── Passage given

- Church: Cathedral of the Sacred Heart of Jesus in Sanyuan
- Archdiocese: Roman Catholic Archdiocese of Xi'an
- Diocese: Roman Catholic Diocese of Sanyuan
- Installed: 2007
- Predecessor: John Chrysostom Lan Shi

Orders
- Ordination: 1992
- Consecration: 24 June 2010 by Bishop Joseph Tsong Huaide (Zhong Huaide)

Personal details
- Born: 1958 (age 67–68) Xianyang, Shaanxi
- Denomination: Roman Catholic
- Coat of arms: Joseph Han Yingjin's coat of arms

= Joseph Han Yingjin =

Chinese Catholic priest

Joseph Han Yingjin (韩英进 (韓英進, Hán Yīngjìn); born 1958) is a Chinese Catholic priest and has been Bishop of the Roman Catholic Diocese of Sanyuan since June 24, 2010.

────
── Record excerpts

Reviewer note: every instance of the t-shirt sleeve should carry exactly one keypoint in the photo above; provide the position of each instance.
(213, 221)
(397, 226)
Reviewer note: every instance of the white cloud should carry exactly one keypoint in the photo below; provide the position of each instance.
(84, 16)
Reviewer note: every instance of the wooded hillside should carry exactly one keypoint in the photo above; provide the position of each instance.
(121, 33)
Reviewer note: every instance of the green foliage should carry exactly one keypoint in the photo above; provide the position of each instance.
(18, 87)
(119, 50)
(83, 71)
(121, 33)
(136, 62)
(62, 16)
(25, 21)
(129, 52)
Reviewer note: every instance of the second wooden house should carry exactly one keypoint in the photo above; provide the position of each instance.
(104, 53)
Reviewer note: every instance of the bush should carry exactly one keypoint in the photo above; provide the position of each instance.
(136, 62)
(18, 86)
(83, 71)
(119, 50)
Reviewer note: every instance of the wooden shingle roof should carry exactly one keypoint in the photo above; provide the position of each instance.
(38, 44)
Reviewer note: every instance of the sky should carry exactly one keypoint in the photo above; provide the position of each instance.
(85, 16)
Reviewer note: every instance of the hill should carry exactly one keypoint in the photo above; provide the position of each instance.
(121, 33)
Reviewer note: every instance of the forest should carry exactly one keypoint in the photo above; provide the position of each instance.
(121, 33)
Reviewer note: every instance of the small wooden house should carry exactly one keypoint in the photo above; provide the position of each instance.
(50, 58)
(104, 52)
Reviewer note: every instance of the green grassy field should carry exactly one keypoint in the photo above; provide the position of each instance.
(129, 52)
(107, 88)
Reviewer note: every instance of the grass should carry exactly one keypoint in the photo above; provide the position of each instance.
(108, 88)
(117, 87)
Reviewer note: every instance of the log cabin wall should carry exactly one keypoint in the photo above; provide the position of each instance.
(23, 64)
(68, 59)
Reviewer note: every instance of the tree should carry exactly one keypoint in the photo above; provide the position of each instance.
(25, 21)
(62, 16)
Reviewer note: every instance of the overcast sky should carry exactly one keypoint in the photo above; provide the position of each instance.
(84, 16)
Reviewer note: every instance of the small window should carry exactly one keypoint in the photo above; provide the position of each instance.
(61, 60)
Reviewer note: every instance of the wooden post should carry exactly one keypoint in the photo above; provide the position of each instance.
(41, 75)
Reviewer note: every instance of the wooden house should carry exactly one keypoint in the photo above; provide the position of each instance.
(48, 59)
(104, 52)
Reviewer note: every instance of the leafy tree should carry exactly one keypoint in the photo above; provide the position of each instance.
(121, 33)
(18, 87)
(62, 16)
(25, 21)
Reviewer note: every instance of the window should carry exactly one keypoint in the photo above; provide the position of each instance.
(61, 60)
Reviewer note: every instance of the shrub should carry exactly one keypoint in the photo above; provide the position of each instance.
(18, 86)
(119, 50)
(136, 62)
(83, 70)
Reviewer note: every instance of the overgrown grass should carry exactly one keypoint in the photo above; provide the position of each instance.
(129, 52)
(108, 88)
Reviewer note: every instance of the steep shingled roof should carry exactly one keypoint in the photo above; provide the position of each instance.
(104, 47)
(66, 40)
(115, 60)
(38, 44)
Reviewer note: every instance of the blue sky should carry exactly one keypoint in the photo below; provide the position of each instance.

────

Given task 1:
Summarize the profile of Joseph Han Yingjin in two sentences.
Given task 2:
According to the profile of Joseph Han Yingjin, in what year was he ordained?
Given task 3:
Extend the profile of Joseph Han Yingjin past its final sentence.
The entries have no connection to the profile of Joseph Han Yingjin.

Written reply 1:
Joseph Han Yingjin, born in 1958 in Xianyang, Shaanxi, is a Chinese Catholic priest who has been Bishop of the Roman Catholic Diocese of Sanyuan since June 24, 2010. He was ordained in 1992, was consecrated by Bishop Joseph Tsong Huaide, and succeeded John Chrysostom Lan Shi.

Written reply 2:
1992

Written reply 3:
==Biography==
Han was born into a Catholic family in Xianyang, Shaanxi, in 1958. Han joined the Catholic priesthood seminary in 1986. He was ordained a priest in 1992. In 1993, he was appointed parish priest. Later He studied at two universities. In 2007, he was nominated as a diocesan candidate. In 2008, Pope Benedict XVI gave his approval. He became Bishop of the Roman Catholic Diocese of Sanyuan on June 24, 2010. His predecessor, Bishop Joseph Zong Huaide, was the chief secretary. Other bishops who participated in the ordination were Anthony Dang Mingyan, Louis Yu Runchen, Joseph Tong Changping, Nicholas Han Jide, and Joseph Li Jing. All were approved by the Holy See and the Communist government.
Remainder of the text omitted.